Convert everything from the start of the rows down to the line containing "x=337, y=161" into a two-column CSV with the headers text and answer, one CSV line per row. Put each field in quotes, replace line breaks with spaces, and leave the pictures out.

Records of labeled points
+--
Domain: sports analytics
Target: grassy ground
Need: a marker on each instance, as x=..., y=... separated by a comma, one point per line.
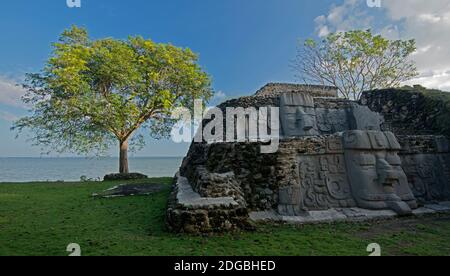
x=43, y=218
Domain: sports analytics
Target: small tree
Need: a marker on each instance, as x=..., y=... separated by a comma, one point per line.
x=355, y=61
x=92, y=93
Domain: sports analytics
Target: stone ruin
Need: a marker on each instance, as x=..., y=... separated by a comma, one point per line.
x=337, y=161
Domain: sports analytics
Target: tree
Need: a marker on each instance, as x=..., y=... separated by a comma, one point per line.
x=92, y=93
x=355, y=61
+--
Expected answer
text,answer
"Domain: sports analytics Target: grassy ground Need: a marker on each instance, as x=..., y=... separated by a comma, one point per line.","x=43, y=218"
"Domain: sports analytics Target: small tree Need: a marker on each instance, as x=..., y=... separated by a comma, one point per line.","x=355, y=61 x=92, y=93"
"Domain: sports analytics Target: stone ruin Need: a marker on each instance, as x=..., y=... separated by a comma, one point per line.","x=337, y=161"